▸ ISTRUZIONE A
Rispondi alle seguenti domande basandoti sul testo sul libro dedicato al Milan.
(i) Qual è il titolo completo del libro?
(ii) Quale editore lo pubblica e quante pagine ha?
(iii) Per quale tipo di giocatore è in corso la trattativa citata nel testo?
============
Imprescindibile per ogni milanista che non
si accontenti di seguire minuto per minuto l’evolversi della trattativa per un dinamico e talentuoso centrocampista nipponico, “Milan Story: La leggenda rossonera dal 1899 a oggi” (Edizioni della Sera pp.191) è il libro perfetto da sfogliare sotto l’ombrellone, per ripassare il conosciuto e esplorare lo sconosciuto delle mille storie che compongono la Storia del più glorioso club italiano. In attesa dell'Honda giusta.
============
▸ ISTRUZIONE B
Trascrivi di nuovo le righe dei record, dall'inizio dei record fino alla riga che contiene "evenodd fill-rule" inclusa, sostituendo "outline" con "contour" e lasciando tutto il resto invariato. Escludi le immagini dalla risposta.

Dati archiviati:
============
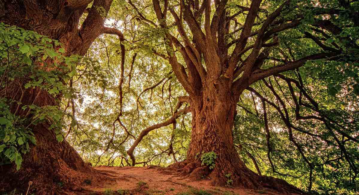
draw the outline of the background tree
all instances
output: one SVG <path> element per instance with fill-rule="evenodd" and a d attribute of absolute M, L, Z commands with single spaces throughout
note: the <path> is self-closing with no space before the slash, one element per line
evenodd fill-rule
<path fill-rule="evenodd" d="M 100 14 L 104 12 L 101 11 L 102 9 L 98 5 L 94 6 L 96 2 L 94 2 L 91 9 L 97 12 L 93 13 L 101 16 Z M 68 6 L 66 3 L 69 3 L 68 1 L 64 3 L 65 7 Z M 96 87 L 97 83 L 92 83 L 90 79 L 83 80 L 81 79 L 84 77 L 81 74 L 76 76 L 76 79 L 73 79 L 73 87 L 81 91 L 84 101 L 90 103 L 85 103 L 87 107 L 83 110 L 80 106 L 83 101 L 81 98 L 77 102 L 73 101 L 73 98 L 63 99 L 63 108 L 65 110 L 70 106 L 72 108 L 69 114 L 73 118 L 66 122 L 69 124 L 74 119 L 78 119 L 75 123 L 76 125 L 69 124 L 70 127 L 64 130 L 64 134 L 78 151 L 81 151 L 84 159 L 95 164 L 167 165 L 186 159 L 172 167 L 181 168 L 182 173 L 195 179 L 208 175 L 212 178 L 214 184 L 224 185 L 227 180 L 225 174 L 230 173 L 234 180 L 233 184 L 235 185 L 254 189 L 267 186 L 283 190 L 282 186 L 286 184 L 270 177 L 258 176 L 247 168 L 243 160 L 244 159 L 247 163 L 247 165 L 251 167 L 247 158 L 252 162 L 257 162 L 256 159 L 263 158 L 264 156 L 261 155 L 264 154 L 268 159 L 263 160 L 262 163 L 257 163 L 257 168 L 255 167 L 256 164 L 253 163 L 253 170 L 260 173 L 260 175 L 264 173 L 283 177 L 295 184 L 307 178 L 309 182 L 302 181 L 300 185 L 306 186 L 310 191 L 314 181 L 316 182 L 314 187 L 318 190 L 320 188 L 318 184 L 321 180 L 313 179 L 313 173 L 314 177 L 318 175 L 316 173 L 318 167 L 324 168 L 325 165 L 330 169 L 333 167 L 327 166 L 331 162 L 336 162 L 337 167 L 340 163 L 345 165 L 344 167 L 350 167 L 350 174 L 356 172 L 354 168 L 357 165 L 353 162 L 357 159 L 357 156 L 351 150 L 356 145 L 357 130 L 339 129 L 333 131 L 330 137 L 334 140 L 330 143 L 334 143 L 329 145 L 340 146 L 340 148 L 333 150 L 336 151 L 337 154 L 328 156 L 327 160 L 317 162 L 313 158 L 318 158 L 319 156 L 309 158 L 306 153 L 307 149 L 304 146 L 309 143 L 303 142 L 306 140 L 305 136 L 328 140 L 325 137 L 327 133 L 318 134 L 316 132 L 318 130 L 313 127 L 315 133 L 308 134 L 308 131 L 300 132 L 303 128 L 299 128 L 298 124 L 292 122 L 291 125 L 290 123 L 289 128 L 287 125 L 288 121 L 295 118 L 297 115 L 298 119 L 302 120 L 300 116 L 307 116 L 302 115 L 309 112 L 307 109 L 312 108 L 310 112 L 314 114 L 305 117 L 306 121 L 310 121 L 309 124 L 318 119 L 322 122 L 321 118 L 326 117 L 319 114 L 322 108 L 316 108 L 315 103 L 311 101 L 310 96 L 308 98 L 304 95 L 304 84 L 300 84 L 299 87 L 295 85 L 295 87 L 295 87 L 292 93 L 285 79 L 299 80 L 294 77 L 293 72 L 288 72 L 291 74 L 285 74 L 285 78 L 280 78 L 285 82 L 278 81 L 279 83 L 283 82 L 284 84 L 273 85 L 273 79 L 271 79 L 272 84 L 267 79 L 266 82 L 269 83 L 267 87 L 262 81 L 258 81 L 272 75 L 279 80 L 277 77 L 281 77 L 282 74 L 279 73 L 288 71 L 296 70 L 297 75 L 298 71 L 301 72 L 304 77 L 308 73 L 315 74 L 322 70 L 321 72 L 325 74 L 328 72 L 326 71 L 333 69 L 329 72 L 330 78 L 321 83 L 318 89 L 323 92 L 335 95 L 340 90 L 342 82 L 346 81 L 348 82 L 345 85 L 348 88 L 346 91 L 352 95 L 353 92 L 357 94 L 358 77 L 355 60 L 358 56 L 358 35 L 356 32 L 358 23 L 353 16 L 357 7 L 355 1 L 116 2 L 112 5 L 109 13 L 111 18 L 109 23 L 112 23 L 112 27 L 121 29 L 125 32 L 123 39 L 122 39 L 119 31 L 104 28 L 106 30 L 103 33 L 119 35 L 119 40 L 121 41 L 119 42 L 117 36 L 101 36 L 86 54 L 100 59 L 101 69 L 106 71 L 108 76 L 108 86 L 104 90 Z M 108 10 L 103 7 L 105 10 Z M 85 8 L 84 6 L 81 7 L 84 10 L 81 13 L 85 12 Z M 98 15 L 90 15 L 90 13 L 87 16 L 86 14 L 85 13 L 78 20 L 69 21 L 71 22 L 79 21 L 79 23 L 82 24 L 83 27 L 79 29 L 71 28 L 74 32 L 83 32 L 84 27 L 93 28 L 95 26 L 89 26 L 86 23 L 88 18 L 92 18 L 91 15 L 101 17 Z M 69 14 L 66 15 L 68 17 Z M 81 33 L 74 33 L 73 36 L 78 34 L 83 38 Z M 72 37 L 72 35 L 64 36 Z M 60 42 L 64 40 L 59 38 Z M 63 41 L 68 43 L 68 47 L 73 46 L 68 43 L 71 42 Z M 73 49 L 79 49 L 78 47 L 74 47 Z M 84 55 L 85 51 L 84 52 L 79 54 Z M 317 59 L 322 60 L 309 61 Z M 346 68 L 348 67 L 350 68 Z M 291 81 L 289 82 L 294 83 Z M 307 80 L 304 81 L 305 82 Z M 317 83 L 310 79 L 309 81 Z M 255 83 L 261 83 L 262 86 Z M 249 87 L 251 84 L 253 85 Z M 287 87 L 282 87 L 281 85 L 286 85 L 288 88 L 284 89 Z M 260 90 L 262 90 L 261 87 L 264 85 L 268 87 L 264 89 L 267 90 L 266 95 L 255 93 L 255 91 L 262 92 Z M 274 86 L 275 88 L 272 90 L 270 87 Z M 87 87 L 82 89 L 84 86 Z M 279 86 L 283 88 L 281 89 Z M 314 90 L 313 87 L 311 87 L 310 91 L 306 91 L 308 94 Z M 253 98 L 250 94 L 245 92 L 247 90 L 253 93 Z M 286 99 L 284 104 L 273 92 L 278 90 L 280 93 L 277 92 L 277 94 L 287 93 L 286 96 L 283 95 L 281 98 Z M 125 95 L 123 96 L 123 94 Z M 299 99 L 304 100 L 297 101 L 299 112 L 297 112 L 296 98 L 293 98 L 293 94 Z M 188 96 L 184 96 L 186 95 Z M 328 101 L 325 95 L 319 96 L 311 98 L 317 101 Z M 291 97 L 292 99 L 289 99 Z M 347 102 L 356 102 L 356 96 L 353 97 L 353 99 Z M 253 102 L 253 104 L 248 103 Z M 309 108 L 301 109 L 302 103 L 307 101 L 312 105 L 307 104 L 306 105 L 309 105 Z M 269 103 L 273 101 L 276 105 Z M 288 112 L 287 116 L 284 110 L 290 107 L 288 106 L 290 104 L 296 109 Z M 76 107 L 76 104 L 79 106 Z M 249 109 L 245 105 L 252 107 Z M 183 105 L 185 106 L 181 109 Z M 187 106 L 188 105 L 190 108 Z M 270 109 L 270 106 L 279 113 L 278 125 L 268 122 L 274 118 L 268 116 L 271 114 L 270 110 L 264 114 L 266 108 Z M 283 111 L 279 111 L 277 108 Z M 348 109 L 350 109 L 349 106 Z M 306 110 L 305 113 L 300 112 L 303 110 Z M 190 110 L 191 119 L 183 115 Z M 246 118 L 247 114 L 249 114 L 247 111 L 256 113 L 257 116 L 249 121 L 251 126 L 245 125 L 248 123 L 244 122 L 248 120 Z M 282 113 L 284 117 L 280 115 L 281 112 L 284 112 Z M 241 114 L 236 114 L 237 112 Z M 159 118 L 163 119 L 158 123 Z M 238 120 L 233 131 L 236 118 Z M 253 122 L 253 120 L 261 126 L 261 128 L 256 128 L 256 126 L 252 125 L 256 124 Z M 333 120 L 335 121 L 337 119 Z M 85 122 L 87 121 L 91 122 Z M 191 123 L 191 128 L 188 126 L 190 123 Z M 323 124 L 325 126 L 324 123 L 313 124 L 322 127 L 320 125 Z M 345 128 L 342 124 L 338 124 L 340 125 L 338 127 L 341 126 L 341 128 Z M 267 128 L 266 126 L 268 126 Z M 159 128 L 162 127 L 164 128 Z M 270 128 L 284 129 L 288 131 L 283 130 L 277 133 L 276 131 L 272 131 L 269 133 L 261 133 L 267 132 Z M 188 131 L 190 129 L 191 131 L 190 139 Z M 290 131 L 289 129 L 292 129 Z M 321 129 L 322 132 L 329 131 L 330 133 L 329 128 L 323 127 Z M 298 136 L 293 133 L 293 131 L 308 135 L 303 135 L 298 140 Z M 271 133 L 272 137 L 269 136 Z M 273 137 L 279 135 L 282 136 L 280 139 L 273 141 Z M 339 142 L 335 140 L 336 137 L 340 136 L 344 137 L 342 142 L 346 140 L 345 137 L 348 139 L 344 144 L 340 140 Z M 261 148 L 262 153 L 257 155 L 253 153 L 253 151 L 258 150 L 255 144 L 247 140 L 247 137 L 251 137 L 262 141 L 255 142 L 255 144 L 261 144 L 257 147 Z M 265 142 L 263 142 L 264 139 Z M 284 140 L 287 141 L 283 142 Z M 310 144 L 316 145 L 314 142 L 317 143 L 313 141 Z M 279 154 L 285 155 L 285 152 L 288 150 L 281 151 L 274 149 L 276 148 L 271 145 L 274 143 L 291 146 L 289 148 L 297 151 L 297 155 L 288 157 L 286 161 L 280 160 L 283 155 Z M 322 146 L 323 150 L 326 149 L 324 149 L 326 147 L 325 145 Z M 100 151 L 96 151 L 99 147 Z M 320 147 L 314 148 L 316 150 Z M 93 149 L 92 152 L 89 152 L 89 148 Z M 352 149 L 348 151 L 347 148 Z M 199 157 L 212 151 L 217 154 L 218 158 L 214 168 L 210 169 L 201 165 Z M 342 155 L 338 154 L 338 151 L 342 152 Z M 241 155 L 238 155 L 238 152 Z M 347 155 L 345 155 L 345 152 Z M 173 160 L 166 159 L 164 162 L 165 154 L 171 155 L 171 158 Z M 273 158 L 272 156 L 279 157 L 274 160 L 271 160 Z M 341 160 L 345 158 L 345 160 Z M 332 160 L 336 159 L 338 159 Z M 295 176 L 292 180 L 288 178 L 290 176 L 280 174 L 283 172 L 281 171 L 287 169 L 278 171 L 278 164 L 282 165 L 282 167 L 286 166 L 289 170 L 297 167 L 289 163 L 297 159 L 298 163 L 294 164 L 302 165 L 303 169 L 295 170 L 304 174 Z M 265 169 L 269 167 L 271 171 L 261 171 L 263 166 L 267 167 Z M 325 171 L 318 172 L 322 174 Z M 351 175 L 349 177 L 349 183 L 357 181 L 355 180 L 356 177 L 352 177 Z M 332 178 L 337 181 L 341 178 L 334 176 Z M 342 185 L 340 186 L 344 187 Z M 332 189 L 329 190 L 332 190 Z"/>
<path fill-rule="evenodd" d="M 103 33 L 114 33 L 121 37 L 119 31 L 114 32 L 113 29 L 103 26 L 112 2 L 112 0 L 105 0 L 93 2 L 92 1 L 2 1 L 0 3 L 0 22 L 35 31 L 47 36 L 48 38 L 50 38 L 50 41 L 51 39 L 59 40 L 63 47 L 65 56 L 73 54 L 83 55 L 95 39 Z M 23 35 L 26 37 L 24 34 Z M 11 37 L 10 38 L 12 38 Z M 35 43 L 30 41 L 26 44 L 28 47 L 32 48 L 32 46 Z M 20 46 L 17 44 L 9 46 L 15 49 Z M 56 50 L 60 48 L 58 44 L 53 46 Z M 55 55 L 54 52 L 51 53 Z M 37 68 L 41 69 L 42 63 L 37 62 L 35 59 L 30 60 L 36 63 Z M 6 60 L 5 58 L 2 59 Z M 47 63 L 56 63 L 57 60 L 53 58 L 49 60 L 53 61 Z M 74 71 L 70 74 L 72 76 L 77 73 L 76 71 L 74 70 L 75 68 L 75 66 L 71 70 Z M 2 78 L 8 78 L 7 70 L 4 71 Z M 64 82 L 64 78 L 61 79 Z M 38 85 L 46 85 L 45 81 L 43 82 L 39 82 Z M 12 100 L 12 106 L 10 107 L 11 113 L 25 118 L 31 116 L 28 114 L 31 110 L 29 108 L 17 112 L 17 106 L 15 105 L 17 102 L 21 103 L 22 106 L 59 105 L 61 94 L 53 95 L 47 90 L 36 86 L 26 87 L 23 91 L 24 85 L 27 82 L 22 81 L 20 86 L 9 85 L 5 82 L 1 83 L 2 97 Z M 23 98 L 24 97 L 25 98 Z M 31 116 L 33 114 L 31 114 Z M 68 181 L 69 184 L 78 185 L 81 182 L 76 181 L 74 178 L 63 178 L 68 176 L 65 175 L 66 173 L 73 171 L 83 173 L 93 171 L 88 165 L 85 164 L 67 142 L 58 143 L 55 136 L 58 133 L 55 133 L 51 128 L 51 123 L 32 126 L 37 144 L 30 145 L 29 152 L 23 158 L 23 168 L 17 171 L 16 166 L 8 165 L 1 168 L 1 182 L 4 184 L 2 186 L 6 188 L 17 186 L 25 186 L 29 181 L 34 181 L 34 188 L 38 190 L 38 193 L 53 194 L 58 190 L 56 189 L 55 183 L 63 180 Z M 53 178 L 53 181 L 49 181 L 48 178 Z"/>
============
▸ SOLUZIONE A
(i) "Milan Story: La leggenda rossonera dal 1899 a oggi".
(ii) Lo pubblica Edizioni della Sera e ha 191 pagine.
(iii) Un dinamico e talentuoso centrocampista nipponico.

▸ SOLUZIONE B
draw the contour of the background tree
all instances
output: one SVG <path> element per instance with fill-rule="evenodd" and a d attribute of absolute M, L, Z commands with single spaces throughout
note: the <path> is self-closing with no space before the slash, one element per line
evenodd fill-rule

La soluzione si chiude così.